• Aim of the task
The result should be a full, exact repeat of the entries, free of pictures.

▼

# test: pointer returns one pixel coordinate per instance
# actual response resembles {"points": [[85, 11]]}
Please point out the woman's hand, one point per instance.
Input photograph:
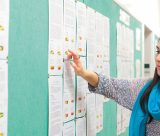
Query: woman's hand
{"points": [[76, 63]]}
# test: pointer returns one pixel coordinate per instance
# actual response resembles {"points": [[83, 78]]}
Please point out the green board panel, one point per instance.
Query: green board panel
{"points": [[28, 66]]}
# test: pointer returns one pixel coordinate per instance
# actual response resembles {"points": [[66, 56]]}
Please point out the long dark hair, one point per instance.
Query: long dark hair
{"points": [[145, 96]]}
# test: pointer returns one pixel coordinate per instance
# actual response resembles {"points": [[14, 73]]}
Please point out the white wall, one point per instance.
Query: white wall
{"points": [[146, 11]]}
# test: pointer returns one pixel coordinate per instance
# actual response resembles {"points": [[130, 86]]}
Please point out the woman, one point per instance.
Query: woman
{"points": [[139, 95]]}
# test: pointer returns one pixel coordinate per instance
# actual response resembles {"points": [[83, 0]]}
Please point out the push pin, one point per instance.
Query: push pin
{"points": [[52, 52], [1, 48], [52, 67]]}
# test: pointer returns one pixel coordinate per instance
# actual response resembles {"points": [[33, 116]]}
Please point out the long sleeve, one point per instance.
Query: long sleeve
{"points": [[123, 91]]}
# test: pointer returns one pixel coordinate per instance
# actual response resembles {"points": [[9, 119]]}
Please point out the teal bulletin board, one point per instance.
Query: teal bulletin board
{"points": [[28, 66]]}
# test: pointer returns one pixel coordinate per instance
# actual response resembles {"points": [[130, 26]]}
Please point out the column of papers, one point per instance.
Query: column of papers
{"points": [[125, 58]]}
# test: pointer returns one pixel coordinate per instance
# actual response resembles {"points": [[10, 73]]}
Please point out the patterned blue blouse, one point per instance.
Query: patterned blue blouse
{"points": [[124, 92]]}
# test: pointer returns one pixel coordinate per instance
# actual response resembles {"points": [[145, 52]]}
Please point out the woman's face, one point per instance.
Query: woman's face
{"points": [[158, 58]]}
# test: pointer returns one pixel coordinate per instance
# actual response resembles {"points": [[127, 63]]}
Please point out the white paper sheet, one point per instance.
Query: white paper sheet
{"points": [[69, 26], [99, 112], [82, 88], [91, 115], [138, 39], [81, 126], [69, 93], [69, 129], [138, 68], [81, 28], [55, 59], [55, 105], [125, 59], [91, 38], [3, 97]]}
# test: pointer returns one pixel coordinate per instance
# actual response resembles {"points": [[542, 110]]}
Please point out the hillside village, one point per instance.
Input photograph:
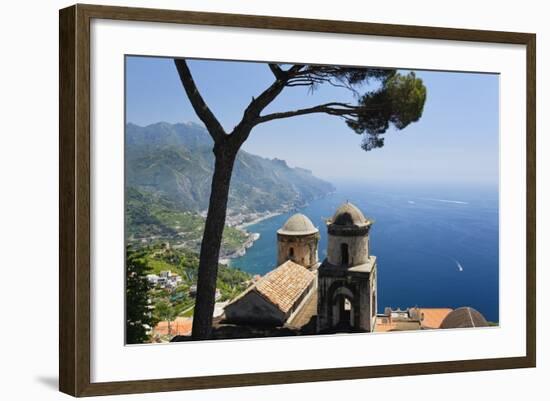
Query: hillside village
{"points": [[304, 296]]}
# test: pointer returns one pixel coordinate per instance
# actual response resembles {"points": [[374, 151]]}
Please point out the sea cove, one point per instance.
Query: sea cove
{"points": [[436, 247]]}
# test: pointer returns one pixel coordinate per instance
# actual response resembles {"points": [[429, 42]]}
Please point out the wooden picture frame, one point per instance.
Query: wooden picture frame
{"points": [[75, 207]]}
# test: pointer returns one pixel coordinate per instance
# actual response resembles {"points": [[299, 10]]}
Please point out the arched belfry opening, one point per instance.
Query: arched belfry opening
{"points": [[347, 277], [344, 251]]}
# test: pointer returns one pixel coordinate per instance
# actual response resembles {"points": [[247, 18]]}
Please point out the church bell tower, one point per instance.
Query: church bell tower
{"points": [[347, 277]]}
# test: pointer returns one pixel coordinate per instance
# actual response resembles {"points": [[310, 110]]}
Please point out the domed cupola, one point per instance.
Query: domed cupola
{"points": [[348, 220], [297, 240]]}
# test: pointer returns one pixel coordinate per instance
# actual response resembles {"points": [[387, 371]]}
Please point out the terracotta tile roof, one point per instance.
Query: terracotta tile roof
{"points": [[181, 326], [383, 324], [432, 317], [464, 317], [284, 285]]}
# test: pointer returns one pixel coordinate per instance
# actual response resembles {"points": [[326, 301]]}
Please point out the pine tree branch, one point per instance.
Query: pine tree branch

▲

• Response to this exercise
# test: pointer returns one pixel coordinate per instance
# actual response resembles {"points": [[85, 11]]}
Please point out the woman's hand, one point per instance.
Input photograph:
Query: woman's hand
{"points": [[76, 63]]}
# test: pointer returns one pixel coordinate per instance
# actual response resembles {"points": [[83, 78]]}
Please point out the green board panel, one point per instance.
Query: green board panel
{"points": [[28, 66]]}
# test: pointer returns one pixel coordinate per instance
# actual response resembles {"points": [[66, 56]]}
Please point out the long dark hair, one point per instance.
Query: long dark hair
{"points": [[145, 96]]}
# test: pointer returns one pixel coordinate per instance
# actual response resembles {"points": [[14, 73]]}
Please point out the white wall, one point per instance.
Query: white wall
{"points": [[146, 11]]}
# test: pointer returns one pixel coordinate per instance
# actual response resembles {"points": [[130, 86]]}
Please point out the woman, one point per instance.
Query: woman
{"points": [[139, 95]]}
# test: pointer returns one pixel coordinate per instance
# actual response resembles {"points": [[83, 0]]}
Please point out the push pin, one point per instance.
Query: push pin
{"points": [[52, 52], [1, 48], [52, 67]]}
# test: pointer returns one pixel coordinate per instance
# actual response resembles {"points": [[33, 116]]}
Please point out the long sleeve, one point per instance.
Query: long sleeve
{"points": [[123, 91]]}
# test: pointer returns one pixel coordinate per instance
# actual response resembles {"points": [[9, 119]]}
Please point out the teal bulletin board, one point per instance.
Query: teal bulletin board
{"points": [[28, 66]]}
# test: pointer returns one pixel coordinate per instance
# actual response resembles {"points": [[130, 26]]}
Please point out the column of papers, one point per instance.
Query: column of papers
{"points": [[125, 58]]}
# test: pointer returns one pixel coordinate per instance
# actual response resembles {"points": [[10, 73]]}
Please point out the patterned blue blouse, one point per instance.
Query: patterned blue blouse
{"points": [[124, 92]]}
# test: pointer returns one pixel coordinate per instance
# actual response resembles {"points": [[145, 52]]}
Please point out the woman's face, one point per instance.
Query: woman's face
{"points": [[158, 58]]}
# test: pointer returns one pixel coordinate per instance
# actual response resembles {"points": [[127, 63]]}
Please point out the white paper sheet, one point per instance.
Query: white paper sheet
{"points": [[69, 26], [99, 112], [82, 88], [91, 115], [138, 39], [81, 126], [69, 93], [69, 129], [138, 68], [81, 28], [55, 59], [55, 105], [125, 59], [91, 38], [3, 97]]}
# test: pointer returns one pixel coordinate per instance
# actual response resembles {"points": [[542, 110]]}
Please point out the hillside village, one point per instance.
Input photograph:
Query: hillside village
{"points": [[304, 296]]}
# test: pointer returns one pixel coordinate per instance
# actual response resembles {"points": [[374, 151]]}
Please point out the sea cove, one point per instance.
Query: sea cove
{"points": [[436, 247]]}
# test: pointer returns one pixel coordinate per instance
# actual response resembles {"points": [[429, 42]]}
Please point out the wooden picture frame, one point per instance.
Query: wooden picture frame
{"points": [[75, 207]]}
# test: pointer returns one pixel coordinate per instance
# actual response resembles {"points": [[299, 10]]}
Please point out the arched belfry opening, one point per instance.
Query: arched belfry opening
{"points": [[347, 277], [344, 251]]}
# test: pointer returns one pixel coordinate per instance
# actual response resembles {"points": [[247, 18]]}
Please point out the church bell tower, one point per instance.
Query: church bell tower
{"points": [[347, 277]]}
# test: pointer returns one pixel coordinate per instance
# actual response resembles {"points": [[310, 110]]}
Please point out the domed cupola, one point per instance.
Query: domed cupola
{"points": [[348, 220], [297, 240]]}
# test: pointer returns one pixel coordinate per instance
# actual response resembles {"points": [[387, 371]]}
Please point out the terracotta tile roof, one point per instance.
Query: terracotta tile roof
{"points": [[181, 326], [383, 324], [432, 317], [464, 317], [284, 285]]}
# test: pointer returns one pixel coordinate per instance
# actual response resembles {"points": [[326, 301]]}
Please point out the pine tree branch, one point per instance.
Query: pine tree branch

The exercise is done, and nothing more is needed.